The task: Retype the passage of the essay on love that starts at "I suppose these" and ends at "warm and loving.".
Start of Given text
Tuesday, August 17, 2010

Love is a costly thing

When visiting the owner of a tavern, the Rabbi saw two farmers who were heavily intoxicated. Arms around each other, they were protesting how much each loved the other. Suddenly Ivan said to Peter, “Peter, tell me, what hurts me?” Groggily, Peter looked at Ivan, “How do I know what hurts you?” Ivan’s answer was swift, “If you don’t know what hurts me, how can you say you love me?”

That day I learnt what love is, the Rabbi always concluded. When you love someone you go beyond the façade and see the heart. It is there that the game of life is played. It is there that we celebrate and weep. Only the one who loves us can penetrate and touches us there. And cry or laugh with us. This is how God loves us.

But God does not only love us. He does more. This struck me when one day I accompanied home a father of a year and a half old child. The moment we entered the door, the small boy came flying down the stairs, screaming ‘dad, dad’ in obvious glee. He had just come out of the bath, he was dripping wet and when he reached dad, he just threw his arms around him and gave him a big affectionate hug. Would you think the father minded getting wet? Not at all! He just grasped the child and threw him lovingly in the air and then started kissing him…

I suppose these are the feelings that God has for you and me. More than loving us, He delights in us. We amuse Him! We bring him great enjoyment and pleasure! I suppose this is what God meant when He uttered from heaven “This is my beloved Son in whom my soul delights.” The big news is that He adopted us in His family. In baptism we become family. We can go His family outings, picnics, birthday parties! Our relationship with God is not formal, distant and legal but close, warm and loving.
End of Given text
Start of Raw data
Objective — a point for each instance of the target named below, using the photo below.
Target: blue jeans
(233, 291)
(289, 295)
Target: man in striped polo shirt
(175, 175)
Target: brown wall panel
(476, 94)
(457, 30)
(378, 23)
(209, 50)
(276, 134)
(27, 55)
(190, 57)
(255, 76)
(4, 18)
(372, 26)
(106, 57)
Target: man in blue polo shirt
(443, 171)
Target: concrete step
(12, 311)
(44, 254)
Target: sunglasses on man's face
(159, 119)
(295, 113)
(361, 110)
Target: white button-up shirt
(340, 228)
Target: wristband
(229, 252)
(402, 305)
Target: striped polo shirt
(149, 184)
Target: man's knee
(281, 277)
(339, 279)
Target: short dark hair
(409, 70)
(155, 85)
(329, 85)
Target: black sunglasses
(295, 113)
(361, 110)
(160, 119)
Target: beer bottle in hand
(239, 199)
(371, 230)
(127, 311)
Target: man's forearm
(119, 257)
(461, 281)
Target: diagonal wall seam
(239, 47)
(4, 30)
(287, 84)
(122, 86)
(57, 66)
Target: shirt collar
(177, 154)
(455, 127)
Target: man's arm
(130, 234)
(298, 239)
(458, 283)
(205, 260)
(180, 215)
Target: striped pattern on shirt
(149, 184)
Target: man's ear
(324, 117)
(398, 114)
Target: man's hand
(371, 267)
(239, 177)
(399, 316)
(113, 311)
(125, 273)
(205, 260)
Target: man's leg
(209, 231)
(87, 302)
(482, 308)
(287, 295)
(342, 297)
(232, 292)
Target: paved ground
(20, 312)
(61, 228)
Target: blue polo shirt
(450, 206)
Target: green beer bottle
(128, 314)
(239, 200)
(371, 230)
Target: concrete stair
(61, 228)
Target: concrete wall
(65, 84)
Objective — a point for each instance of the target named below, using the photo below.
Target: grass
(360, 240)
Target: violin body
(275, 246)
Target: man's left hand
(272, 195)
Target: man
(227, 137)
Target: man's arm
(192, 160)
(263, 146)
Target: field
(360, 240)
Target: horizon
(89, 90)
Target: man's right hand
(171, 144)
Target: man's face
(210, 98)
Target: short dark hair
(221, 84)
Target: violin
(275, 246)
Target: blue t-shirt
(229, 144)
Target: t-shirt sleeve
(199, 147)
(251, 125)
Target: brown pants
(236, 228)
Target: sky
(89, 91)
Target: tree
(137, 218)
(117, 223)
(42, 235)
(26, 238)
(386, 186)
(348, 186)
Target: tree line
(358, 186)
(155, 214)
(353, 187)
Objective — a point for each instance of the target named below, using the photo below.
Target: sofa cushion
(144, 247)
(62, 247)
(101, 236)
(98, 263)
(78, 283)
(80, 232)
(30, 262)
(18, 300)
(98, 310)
End of Raw data
Output below:
I suppose these are the feelings that God has for you and me. More than loving us, He delights in us. We amuse Him! We bring him great enjoyment and pleasure! I suppose this is what God meant when He uttered from heaven “This is my beloved Son in whom my soul delights.” The big news is that He adopted us in His family. In baptism we become family. We can go His family outings, picnics, birthday parties! Our relationship with God is not formal, distant and legal but close, warm and loving.